Please quote only the lines that start at the one with "Please place a point on the weathered" and go on to the last line of the data, both ends kept.
[Data in this exercise]
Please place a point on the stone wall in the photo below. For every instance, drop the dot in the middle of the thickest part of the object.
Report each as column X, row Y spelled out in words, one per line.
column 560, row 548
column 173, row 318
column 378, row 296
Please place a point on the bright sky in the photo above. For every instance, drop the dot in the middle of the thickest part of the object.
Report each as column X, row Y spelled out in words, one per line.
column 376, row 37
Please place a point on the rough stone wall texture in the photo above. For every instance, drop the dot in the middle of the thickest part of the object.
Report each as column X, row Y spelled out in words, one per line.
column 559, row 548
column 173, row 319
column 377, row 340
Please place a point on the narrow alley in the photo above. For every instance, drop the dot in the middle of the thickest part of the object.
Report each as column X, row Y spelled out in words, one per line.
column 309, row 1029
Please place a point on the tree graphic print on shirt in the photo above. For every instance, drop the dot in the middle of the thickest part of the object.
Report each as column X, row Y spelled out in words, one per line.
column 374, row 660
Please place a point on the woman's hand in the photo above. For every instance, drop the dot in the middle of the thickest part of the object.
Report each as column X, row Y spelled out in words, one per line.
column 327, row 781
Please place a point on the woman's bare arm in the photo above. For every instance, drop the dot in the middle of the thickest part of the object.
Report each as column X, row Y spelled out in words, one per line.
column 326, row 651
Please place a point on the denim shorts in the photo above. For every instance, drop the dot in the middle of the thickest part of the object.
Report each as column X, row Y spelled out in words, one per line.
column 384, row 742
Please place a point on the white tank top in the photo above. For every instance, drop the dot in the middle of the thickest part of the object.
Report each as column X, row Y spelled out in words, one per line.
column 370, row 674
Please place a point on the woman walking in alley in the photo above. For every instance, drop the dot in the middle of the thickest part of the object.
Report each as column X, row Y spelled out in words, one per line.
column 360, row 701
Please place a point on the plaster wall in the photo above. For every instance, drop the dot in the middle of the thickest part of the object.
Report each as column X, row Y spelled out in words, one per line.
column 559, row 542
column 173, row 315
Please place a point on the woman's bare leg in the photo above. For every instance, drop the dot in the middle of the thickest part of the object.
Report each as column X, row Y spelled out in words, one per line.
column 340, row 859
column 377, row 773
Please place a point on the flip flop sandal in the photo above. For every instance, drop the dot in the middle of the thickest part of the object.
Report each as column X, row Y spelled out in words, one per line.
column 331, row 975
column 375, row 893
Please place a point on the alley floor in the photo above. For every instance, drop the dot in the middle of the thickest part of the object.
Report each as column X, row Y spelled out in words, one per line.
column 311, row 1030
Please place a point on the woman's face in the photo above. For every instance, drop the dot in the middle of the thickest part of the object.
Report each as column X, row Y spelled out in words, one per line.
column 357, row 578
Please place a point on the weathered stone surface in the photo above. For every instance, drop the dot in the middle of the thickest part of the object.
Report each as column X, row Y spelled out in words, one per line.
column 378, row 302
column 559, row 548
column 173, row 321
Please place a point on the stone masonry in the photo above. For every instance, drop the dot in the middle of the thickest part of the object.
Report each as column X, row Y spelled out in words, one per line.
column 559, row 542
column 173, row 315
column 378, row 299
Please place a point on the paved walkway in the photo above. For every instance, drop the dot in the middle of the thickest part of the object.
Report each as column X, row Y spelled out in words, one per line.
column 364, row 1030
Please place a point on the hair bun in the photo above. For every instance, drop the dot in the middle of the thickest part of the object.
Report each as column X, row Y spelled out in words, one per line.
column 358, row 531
[/Data in this exercise]
Written answer:
Please place a point on the weathered stone surface in the photo above. For every instance, drop the dot in the middle of the thickest part of the object.
Report each as column X, row Y spelled out in words, one per line.
column 378, row 302
column 559, row 548
column 173, row 321
Please place a point on the stone masonry in the photo above. For every instance, drop the dot in the middle of the thickest part of the object.
Report each as column X, row Y spelled out in words, one per line.
column 559, row 542
column 173, row 315
column 378, row 299
Please place a point on the paved walkway in the photo above. For every instance, drop the dot in the middle of the thickest part of the object.
Report each as column X, row Y spelled out in words, one per line.
column 364, row 1030
Please place a point on the hair bun in the photo above. For every instance, drop the dot in the middle of the thickest part of the object.
Report each as column X, row Y spelled out in words, one per line.
column 358, row 531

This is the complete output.